» TASK REQUIREMENTS
Please count the lines in the entries below that contain the word "crane". Reply with the number alone.

» ENTRIES SUPPLIED
++++

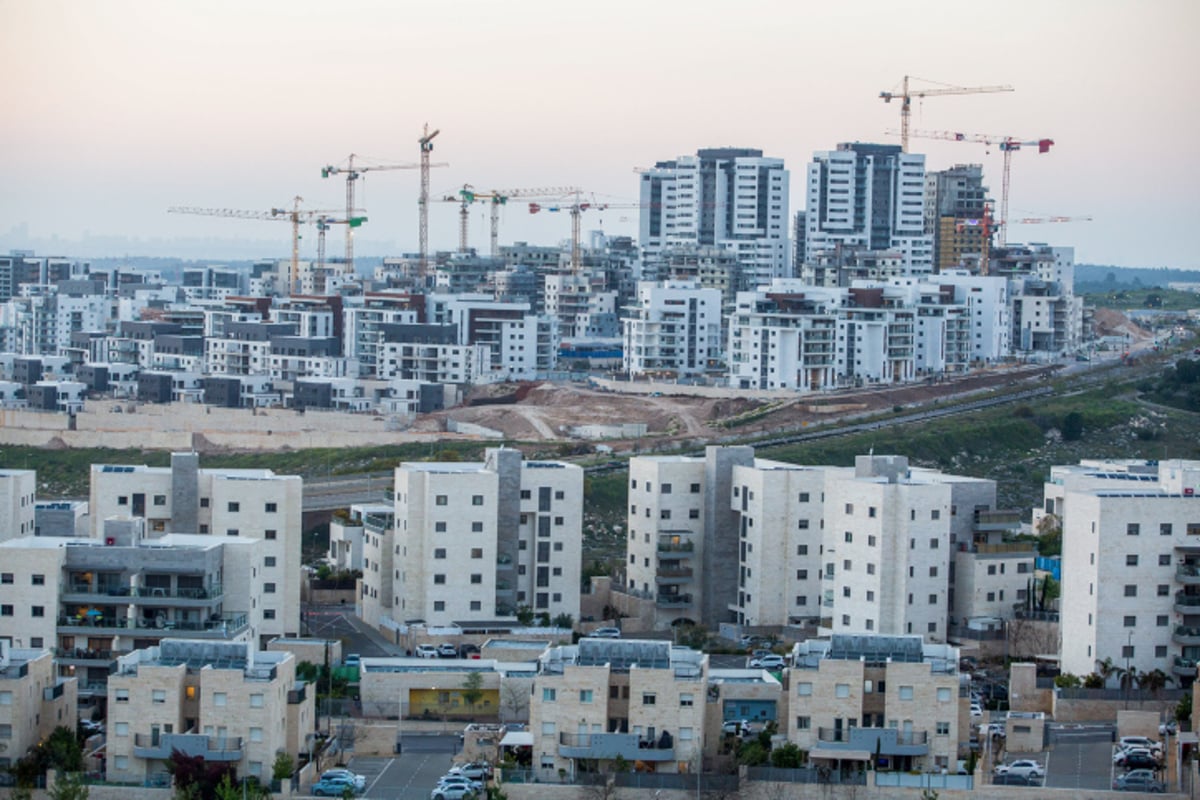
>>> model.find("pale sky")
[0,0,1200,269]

++++

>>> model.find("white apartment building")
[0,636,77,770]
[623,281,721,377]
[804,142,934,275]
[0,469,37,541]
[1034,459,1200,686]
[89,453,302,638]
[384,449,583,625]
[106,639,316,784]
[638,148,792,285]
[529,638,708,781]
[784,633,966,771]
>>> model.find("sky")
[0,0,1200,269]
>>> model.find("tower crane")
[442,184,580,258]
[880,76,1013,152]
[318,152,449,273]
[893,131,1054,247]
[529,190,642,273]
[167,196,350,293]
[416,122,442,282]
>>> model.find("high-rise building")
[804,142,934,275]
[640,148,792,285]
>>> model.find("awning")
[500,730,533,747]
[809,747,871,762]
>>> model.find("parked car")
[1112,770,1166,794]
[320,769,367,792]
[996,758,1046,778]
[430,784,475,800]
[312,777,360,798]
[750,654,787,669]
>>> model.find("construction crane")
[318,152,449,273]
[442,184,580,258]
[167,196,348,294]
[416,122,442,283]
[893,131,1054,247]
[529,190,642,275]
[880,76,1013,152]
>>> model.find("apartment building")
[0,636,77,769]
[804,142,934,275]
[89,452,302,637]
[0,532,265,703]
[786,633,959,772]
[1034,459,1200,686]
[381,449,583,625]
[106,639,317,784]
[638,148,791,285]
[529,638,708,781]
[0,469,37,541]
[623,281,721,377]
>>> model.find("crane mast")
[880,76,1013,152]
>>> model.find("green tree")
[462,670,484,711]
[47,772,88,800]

++++

» FINISHED EXERCISE
3